▶ **Выбранный отрывок**:
★ ★ ★ ★
Пока современный характер городской толпы недостаточно понят. Она объединяет рациональных в экономическом и культурном смысле слова индивидов в общество, которое нас разделяет. Она делает непрерывными и интенсифицирует на какой-то момент все связи и прерывистые отношения бесчисленных людей. Она представляет и возносит основное в человеке, то есть чувство количества. Но чтобы достичь этого, масса вынуждает индивидов изменить свою психологию на противоположную, подавить способности к критике и эгоистические интересы.

Не так было в прошлом. В Древнем Риме, в Средние века и до недавнего времени, городская толпа продолжала личные связи, существовавшие в семье, в профессиональной группе, в Церкви. Она рождалась из других толп и не была призвана ни изменить психологию индивидов, ни изменить тенденцию, которая их разъединяла и делала безразличными друг к другу. Короче, если все предшествовавшие общества имели массы, то лишь наше общество само является массой. Тот, кто видит в нем только одного индивида или только одну массу, имеет превратное представление о природе современного общества.
★ ★ ★ ★
Что, согласно отрывку о городской толпе, толпа представляет и возносит как основное в человеке?

▶ **Предоставленные данные**:
★ ★ ★ ★
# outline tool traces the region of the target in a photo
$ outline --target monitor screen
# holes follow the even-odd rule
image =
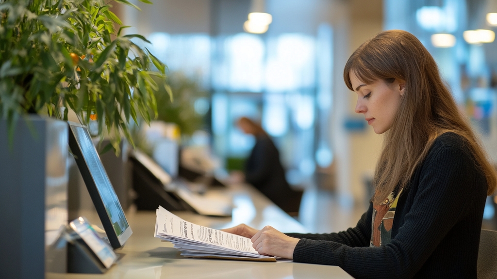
★ ★ ★ ★
▶ **Ответ**: Чувство количества.